### Problem statement
A full and exact copy of the listing that follows is needed.

### Exercise inputs
((

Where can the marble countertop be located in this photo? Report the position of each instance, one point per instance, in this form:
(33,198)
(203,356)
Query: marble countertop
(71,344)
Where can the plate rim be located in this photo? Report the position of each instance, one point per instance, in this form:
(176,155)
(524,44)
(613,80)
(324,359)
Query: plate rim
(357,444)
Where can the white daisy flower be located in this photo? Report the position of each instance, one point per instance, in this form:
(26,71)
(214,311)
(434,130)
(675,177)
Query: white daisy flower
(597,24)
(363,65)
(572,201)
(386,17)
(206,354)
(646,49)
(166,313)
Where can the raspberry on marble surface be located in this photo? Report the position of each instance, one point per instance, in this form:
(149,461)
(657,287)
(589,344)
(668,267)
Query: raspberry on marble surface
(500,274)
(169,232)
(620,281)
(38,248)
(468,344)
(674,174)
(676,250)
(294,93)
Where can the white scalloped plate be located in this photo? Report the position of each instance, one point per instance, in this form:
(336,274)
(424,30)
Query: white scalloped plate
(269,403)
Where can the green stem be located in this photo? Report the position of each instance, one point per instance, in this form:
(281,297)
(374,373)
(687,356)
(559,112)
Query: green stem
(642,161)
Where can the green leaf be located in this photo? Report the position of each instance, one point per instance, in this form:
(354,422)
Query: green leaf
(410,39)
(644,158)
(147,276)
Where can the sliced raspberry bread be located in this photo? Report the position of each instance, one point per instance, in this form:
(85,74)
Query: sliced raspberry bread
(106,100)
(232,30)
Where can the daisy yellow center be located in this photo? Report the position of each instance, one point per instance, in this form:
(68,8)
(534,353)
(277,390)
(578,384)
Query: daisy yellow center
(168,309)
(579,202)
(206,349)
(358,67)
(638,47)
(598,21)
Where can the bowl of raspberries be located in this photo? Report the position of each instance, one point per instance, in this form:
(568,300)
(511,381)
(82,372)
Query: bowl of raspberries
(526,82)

))

### Reply to the exercise
Where can the marble countertop be located in this photo? Report the position of each instance, one point per instance, in this form:
(33,198)
(203,356)
Query: marble countertop
(71,344)
Where can the plate rim be located in this photo? Report the position of each instance, one point per instance, in this form:
(176,155)
(524,44)
(613,80)
(324,359)
Query: plate rim
(357,444)
Where can the white daisy flower be located in this photo? Report the position of each instance, one point per instance, in this form:
(26,71)
(214,311)
(434,130)
(675,177)
Query: white daisy flower
(597,24)
(363,65)
(572,201)
(386,17)
(206,354)
(646,49)
(166,313)
Where can the raspberry on marble surface be located in this photo? Report the position of each instance, one point per instance, in this form:
(149,461)
(657,287)
(589,344)
(668,267)
Query: raspberry on marble surface
(500,274)
(169,232)
(620,281)
(38,248)
(468,344)
(674,174)
(676,250)
(294,93)
Where can the white scalloped plate be located in this photo? Report the position of each instance, one point per instance, in this form:
(336,274)
(424,30)
Query: white scalloped plate
(269,403)
Where can the green stem be located in this photo? Report the position of each instance, one point per instance, in this form:
(281,297)
(374,373)
(687,356)
(559,112)
Query: green stem
(642,161)
Where can the green leaf be located in this photo? Report the position of each instance, one point per instance, in this form:
(354,422)
Query: green leaf
(410,39)
(644,158)
(147,276)
Where can the sliced raspberry bread be located in this photo? Report the position of each instance, one point per instance, in this form:
(85,74)
Query: sliced raspberry bread
(106,100)
(232,30)
Where can the daisy yellow center be located in this photo? Report the position of each instance, one point per instance, in this form:
(68,8)
(534,353)
(277,390)
(578,384)
Query: daisy yellow center
(168,309)
(579,202)
(206,349)
(358,67)
(638,47)
(598,21)
Where can the bowl of raspberries be located in this photo? Report the position of each instance, one point per instance, in this form:
(568,300)
(511,381)
(82,372)
Query: bowl of raspberries
(526,82)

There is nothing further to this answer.